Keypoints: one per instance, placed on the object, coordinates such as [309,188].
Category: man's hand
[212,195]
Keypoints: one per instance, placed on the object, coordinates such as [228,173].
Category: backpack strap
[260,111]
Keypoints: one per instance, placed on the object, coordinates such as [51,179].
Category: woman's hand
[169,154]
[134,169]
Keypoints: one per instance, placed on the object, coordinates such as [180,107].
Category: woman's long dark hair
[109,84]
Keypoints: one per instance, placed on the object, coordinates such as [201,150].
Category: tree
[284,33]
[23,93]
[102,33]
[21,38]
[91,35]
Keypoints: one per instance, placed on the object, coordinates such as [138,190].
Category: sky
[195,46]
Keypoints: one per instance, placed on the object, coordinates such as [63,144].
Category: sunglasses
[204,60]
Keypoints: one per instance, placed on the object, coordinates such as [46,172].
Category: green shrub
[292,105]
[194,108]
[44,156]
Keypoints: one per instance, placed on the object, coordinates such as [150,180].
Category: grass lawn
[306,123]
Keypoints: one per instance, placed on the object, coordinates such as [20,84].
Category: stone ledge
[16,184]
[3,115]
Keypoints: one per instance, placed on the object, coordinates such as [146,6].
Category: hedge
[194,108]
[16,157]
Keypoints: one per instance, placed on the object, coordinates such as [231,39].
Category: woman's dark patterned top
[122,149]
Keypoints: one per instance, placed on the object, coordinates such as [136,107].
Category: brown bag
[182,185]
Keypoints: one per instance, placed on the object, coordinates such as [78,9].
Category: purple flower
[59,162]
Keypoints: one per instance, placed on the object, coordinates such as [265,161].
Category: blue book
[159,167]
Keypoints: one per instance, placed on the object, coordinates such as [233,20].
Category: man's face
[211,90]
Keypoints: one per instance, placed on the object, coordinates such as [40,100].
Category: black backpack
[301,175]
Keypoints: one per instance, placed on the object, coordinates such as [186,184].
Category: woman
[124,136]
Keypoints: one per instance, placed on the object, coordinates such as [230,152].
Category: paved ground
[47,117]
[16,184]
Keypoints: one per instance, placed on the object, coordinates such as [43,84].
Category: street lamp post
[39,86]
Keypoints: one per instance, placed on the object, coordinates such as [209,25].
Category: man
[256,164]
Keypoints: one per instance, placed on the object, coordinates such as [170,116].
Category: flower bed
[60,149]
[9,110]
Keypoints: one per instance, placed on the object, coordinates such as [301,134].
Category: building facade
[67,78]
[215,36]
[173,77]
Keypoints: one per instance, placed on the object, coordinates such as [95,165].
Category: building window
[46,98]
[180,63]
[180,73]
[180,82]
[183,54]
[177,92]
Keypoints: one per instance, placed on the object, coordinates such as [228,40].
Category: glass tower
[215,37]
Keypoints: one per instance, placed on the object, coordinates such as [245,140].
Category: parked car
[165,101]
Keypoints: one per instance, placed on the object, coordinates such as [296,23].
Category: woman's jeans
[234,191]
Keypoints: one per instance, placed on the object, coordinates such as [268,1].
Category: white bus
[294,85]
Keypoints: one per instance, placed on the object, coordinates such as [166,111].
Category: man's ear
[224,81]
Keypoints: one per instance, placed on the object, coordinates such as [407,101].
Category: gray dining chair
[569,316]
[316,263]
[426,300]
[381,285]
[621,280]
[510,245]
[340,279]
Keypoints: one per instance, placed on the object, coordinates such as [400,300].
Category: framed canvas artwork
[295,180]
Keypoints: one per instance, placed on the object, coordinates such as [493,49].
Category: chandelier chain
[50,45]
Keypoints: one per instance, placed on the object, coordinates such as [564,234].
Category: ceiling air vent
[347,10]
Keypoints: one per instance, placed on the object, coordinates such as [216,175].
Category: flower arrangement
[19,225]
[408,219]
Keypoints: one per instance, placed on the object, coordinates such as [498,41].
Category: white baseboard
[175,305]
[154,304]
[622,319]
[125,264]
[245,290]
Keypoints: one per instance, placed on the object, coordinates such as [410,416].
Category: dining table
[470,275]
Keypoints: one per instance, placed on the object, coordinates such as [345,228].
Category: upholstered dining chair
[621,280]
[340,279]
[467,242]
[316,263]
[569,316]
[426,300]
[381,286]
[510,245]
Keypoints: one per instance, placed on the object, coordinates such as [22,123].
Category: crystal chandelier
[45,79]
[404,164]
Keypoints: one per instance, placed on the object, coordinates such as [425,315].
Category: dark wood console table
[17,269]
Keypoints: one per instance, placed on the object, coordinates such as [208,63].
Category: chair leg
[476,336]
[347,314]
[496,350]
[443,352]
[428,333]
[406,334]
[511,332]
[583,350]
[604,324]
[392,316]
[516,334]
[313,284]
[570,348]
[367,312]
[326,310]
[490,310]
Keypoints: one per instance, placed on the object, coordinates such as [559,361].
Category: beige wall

------------------------

Task: Print from the line containing "such as [245,140]." to the last line above, exactly as written.

Reply:
Keypoints: one per instance, placed on the object, coordinates such as [245,140].
Category: parked car
[165,101]
Keypoints: one per instance, placed on the object, coordinates such as [296,23].
Category: woman's jeans
[234,191]
Keypoints: one per instance, placed on the object, coordinates such as [268,1].
Category: white bus
[294,85]
Keypoints: one per instance, placed on the object, coordinates such as [166,111].
Category: man's ear
[224,81]
Keypoints: one per instance, placed on the object, coordinates such as [407,101].
Category: gray dining chair
[569,316]
[316,263]
[426,300]
[381,285]
[621,280]
[510,245]
[340,279]
Keypoints: one per instance, placed on the object, coordinates such as [400,300].
Category: framed canvas artwork
[295,180]
Keypoints: one per instance, placed on the object, coordinates such as [493,49].
Category: chandelier chain
[50,45]
Keypoints: one per instance, placed on the object, coordinates such as [564,234].
Category: ceiling air vent
[347,10]
Keypoints: one per instance, placed on the object, coordinates such as [216,175].
Category: flower arrangement
[19,225]
[408,219]
Keypoints: one per instance, placed on the object, coordinates such as [498,41].
Category: white baseboard
[175,305]
[154,304]
[622,319]
[125,264]
[245,290]
Keypoints: one per instance, placed on the object, coordinates such as [410,416].
Category: dining table
[470,275]
Keypoints: one per instance, placed on the object, coordinates such as [345,228].
Category: upholstered dining chair
[621,280]
[340,279]
[467,242]
[316,263]
[569,316]
[426,300]
[381,286]
[510,245]
Keypoints: one per instance, placed on the object, coordinates such as [22,123].
Category: crystal chandelier
[45,79]
[404,164]
Keypoints: one per instance, placed on the object, coordinates such as [425,315].
Category: dark wood console table
[17,269]
Keypoints: one per instance, placed on the object, coordinates such as [208,63].
Category: chair leg
[476,336]
[347,314]
[496,350]
[443,352]
[428,333]
[406,334]
[511,332]
[583,350]
[604,324]
[392,316]
[516,334]
[313,284]
[570,348]
[367,312]
[326,310]
[490,310]
Keypoints: one per instance, placed on the object, coordinates such as [559,361].
Category: beige wall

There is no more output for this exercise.